Source:
··········
Fit a multi-state model to longitudinal data consisting of intermittent observation of a discrete state. Bayesian estimation is used, via the Stan software.
Usage
msmbayes(
data,
state = "state",
time = "time",
subject = "subject",
Q,
covariates = NULL,
pastates = NULL,
pafamily = "gamma",
panphase = NULL,
E = NULL,
Efix = NULL,
obstype = NULL,
deathexact = FALSE,
obstrue = NULL,
censor_states = NULL,
constraint = NULL,
nphase = NULL,
priors = NULL,
prob_initstate = NULL,
soj_priordata = NULL,
fit_method = NULL,
keep_data = FALSE,
...
)
Arguments
- data
Data frame giving the observed data.
- state
Character string naming the observed state variable in the data. This variable must either be an integer in 1,2,...,K, where K is the number of states, or a factor with these integers as level labels. If omitted, this is assumed to be
"state"
··········
Condense the paragraph in the function documentation above that begins "Character string naming the observed state variable" into a short bulleted list that keeps its main facts.

(Records of labeled points)
··········
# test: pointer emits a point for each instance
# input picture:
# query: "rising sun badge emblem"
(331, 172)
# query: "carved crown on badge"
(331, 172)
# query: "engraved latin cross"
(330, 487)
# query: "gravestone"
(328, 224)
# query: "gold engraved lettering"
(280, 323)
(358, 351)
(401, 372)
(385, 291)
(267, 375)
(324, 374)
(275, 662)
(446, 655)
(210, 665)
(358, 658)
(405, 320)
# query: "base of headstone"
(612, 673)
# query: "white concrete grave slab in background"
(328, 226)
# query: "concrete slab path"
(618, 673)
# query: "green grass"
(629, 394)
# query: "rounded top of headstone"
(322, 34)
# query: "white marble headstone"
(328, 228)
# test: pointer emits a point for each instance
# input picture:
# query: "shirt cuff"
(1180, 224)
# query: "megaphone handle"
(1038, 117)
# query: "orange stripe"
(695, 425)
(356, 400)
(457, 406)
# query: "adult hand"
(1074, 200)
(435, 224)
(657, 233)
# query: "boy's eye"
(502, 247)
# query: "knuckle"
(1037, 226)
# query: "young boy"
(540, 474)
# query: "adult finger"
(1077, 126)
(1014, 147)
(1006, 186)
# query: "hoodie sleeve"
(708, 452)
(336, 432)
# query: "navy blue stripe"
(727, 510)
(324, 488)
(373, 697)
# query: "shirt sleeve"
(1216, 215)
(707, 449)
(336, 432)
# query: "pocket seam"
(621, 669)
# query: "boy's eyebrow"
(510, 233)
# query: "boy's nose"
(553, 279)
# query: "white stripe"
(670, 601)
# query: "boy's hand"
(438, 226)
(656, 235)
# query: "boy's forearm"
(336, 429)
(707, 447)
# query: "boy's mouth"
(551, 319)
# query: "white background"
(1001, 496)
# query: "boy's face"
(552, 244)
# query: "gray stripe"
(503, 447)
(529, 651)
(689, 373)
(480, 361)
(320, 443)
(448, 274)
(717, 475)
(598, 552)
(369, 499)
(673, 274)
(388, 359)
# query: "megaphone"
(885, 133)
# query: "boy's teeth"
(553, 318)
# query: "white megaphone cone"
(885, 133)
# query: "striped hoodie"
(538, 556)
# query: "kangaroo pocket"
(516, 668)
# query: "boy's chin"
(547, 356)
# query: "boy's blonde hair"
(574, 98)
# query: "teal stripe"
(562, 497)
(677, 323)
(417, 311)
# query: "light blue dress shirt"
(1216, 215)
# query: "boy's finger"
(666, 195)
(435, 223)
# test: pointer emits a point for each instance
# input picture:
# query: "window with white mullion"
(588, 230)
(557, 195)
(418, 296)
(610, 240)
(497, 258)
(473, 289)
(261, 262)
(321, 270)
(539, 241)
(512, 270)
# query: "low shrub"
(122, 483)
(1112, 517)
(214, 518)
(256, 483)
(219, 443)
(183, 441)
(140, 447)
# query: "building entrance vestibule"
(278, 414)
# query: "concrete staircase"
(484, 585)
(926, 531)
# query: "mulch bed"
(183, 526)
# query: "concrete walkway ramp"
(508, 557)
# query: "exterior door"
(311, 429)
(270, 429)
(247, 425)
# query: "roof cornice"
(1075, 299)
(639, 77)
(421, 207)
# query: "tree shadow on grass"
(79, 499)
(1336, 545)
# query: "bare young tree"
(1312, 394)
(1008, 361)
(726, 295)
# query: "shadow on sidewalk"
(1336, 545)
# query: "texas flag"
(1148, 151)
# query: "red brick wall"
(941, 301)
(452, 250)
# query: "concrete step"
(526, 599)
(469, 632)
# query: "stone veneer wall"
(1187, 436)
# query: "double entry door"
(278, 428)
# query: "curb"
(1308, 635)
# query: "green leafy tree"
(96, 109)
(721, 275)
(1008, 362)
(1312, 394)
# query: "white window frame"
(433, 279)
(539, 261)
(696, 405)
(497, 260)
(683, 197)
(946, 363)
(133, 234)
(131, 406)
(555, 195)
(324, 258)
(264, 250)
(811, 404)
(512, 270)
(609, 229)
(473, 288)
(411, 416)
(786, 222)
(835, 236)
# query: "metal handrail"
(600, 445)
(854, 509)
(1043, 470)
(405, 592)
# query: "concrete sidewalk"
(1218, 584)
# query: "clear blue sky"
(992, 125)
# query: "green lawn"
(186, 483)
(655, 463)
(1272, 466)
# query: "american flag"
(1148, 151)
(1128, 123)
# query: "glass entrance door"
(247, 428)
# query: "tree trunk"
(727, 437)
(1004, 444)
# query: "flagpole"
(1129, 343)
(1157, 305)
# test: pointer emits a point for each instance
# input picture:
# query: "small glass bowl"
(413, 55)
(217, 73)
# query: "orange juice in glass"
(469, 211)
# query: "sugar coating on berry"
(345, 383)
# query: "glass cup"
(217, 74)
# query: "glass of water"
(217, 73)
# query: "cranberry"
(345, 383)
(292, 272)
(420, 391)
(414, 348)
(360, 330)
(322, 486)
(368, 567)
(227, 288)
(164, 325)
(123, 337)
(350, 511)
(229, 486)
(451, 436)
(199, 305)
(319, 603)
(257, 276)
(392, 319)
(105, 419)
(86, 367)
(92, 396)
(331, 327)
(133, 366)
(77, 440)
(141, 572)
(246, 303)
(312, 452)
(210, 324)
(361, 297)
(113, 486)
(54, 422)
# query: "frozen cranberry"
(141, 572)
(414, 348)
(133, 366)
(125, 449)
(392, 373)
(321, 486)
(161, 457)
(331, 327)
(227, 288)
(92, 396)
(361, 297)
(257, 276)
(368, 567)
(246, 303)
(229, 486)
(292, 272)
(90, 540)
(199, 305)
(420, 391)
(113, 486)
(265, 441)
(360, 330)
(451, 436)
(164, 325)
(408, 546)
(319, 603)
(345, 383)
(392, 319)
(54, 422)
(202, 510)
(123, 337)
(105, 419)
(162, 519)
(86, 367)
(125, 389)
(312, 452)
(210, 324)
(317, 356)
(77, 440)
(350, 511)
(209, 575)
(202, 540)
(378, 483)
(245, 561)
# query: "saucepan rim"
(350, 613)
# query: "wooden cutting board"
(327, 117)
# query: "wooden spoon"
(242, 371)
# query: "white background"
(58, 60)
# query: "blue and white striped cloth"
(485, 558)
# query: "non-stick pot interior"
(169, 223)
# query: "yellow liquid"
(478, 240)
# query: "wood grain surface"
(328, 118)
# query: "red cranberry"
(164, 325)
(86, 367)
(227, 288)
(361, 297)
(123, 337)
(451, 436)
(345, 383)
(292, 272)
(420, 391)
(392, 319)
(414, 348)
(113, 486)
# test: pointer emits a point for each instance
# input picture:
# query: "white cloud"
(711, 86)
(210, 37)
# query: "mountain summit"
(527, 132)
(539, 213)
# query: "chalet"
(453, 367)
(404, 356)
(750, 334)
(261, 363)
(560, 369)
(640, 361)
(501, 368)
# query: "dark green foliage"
··········
Exercise result:
- A character string giving the name of the observed state variable in the data.
- The variable must be an integer in 1, 2, ..., K (K being the number of states) or a factor with those integers as level labels.
- Default if omitted: "state".